# Request
In the forum post, what does the writer say the SgtMaj did after making his mistake?

# Source excerpt
- - - - - - -

I think you are making a pretty big assumption on the hat and SgtMaj video. You say unless you see video leading up to the incident you will "believe" what you believe. That's fine, but without any evidence to support your own beliefs of the situation it becomes moot. I was speaking to base point, the Bergdhal swap was BS and should have been protested by anyone who served in the GWOT, so I respect that this Marine did so. The SgtMaj should have never stop his vehicle and just drove to work, or the golf course, or whatever SgtMaj do when not inspecting troop, telling people to get off the grass, etc (that's a joke). But if the SgtMaj would've stayed on point and left this former Marine alone, that Marine would have never been able to bait him, would he not? So in that regards, its moot, SgtMaj fucked up, he owned up to it and retired. 

The Clinton video, my point  is that regardless that the Marine showed up to make a statement and put Slick Willy on the spot. He was boo'd by the crowd and told to shut up by a former president, trying to state what we all want to. I think that is commendable on this Marines veterans part, and despicable on Bill Clinton's part and shameful on the crowds part.

The problem is you, like me, are wired to respect practice's and policies (written or not) and our reaction when others do not, is to condemn their actions. Although in many cases it's properly placed (like the Marine being a cunt for disrespecting the Smokey bear), it tends to over shadow the overall message, that we (well 99% of us) agree with. Clinton family is corrupt, untrustworthy and horrible leaders (they claim to be leaders anyway) who have directly through lies and poor judgment and criminal actions, caused the death of our brothers and sisters in arms.

- - - - - - -

# Given material

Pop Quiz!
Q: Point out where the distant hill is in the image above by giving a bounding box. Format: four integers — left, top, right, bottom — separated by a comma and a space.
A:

- - - - - - -

# Exercise result
He owned up to it and retired.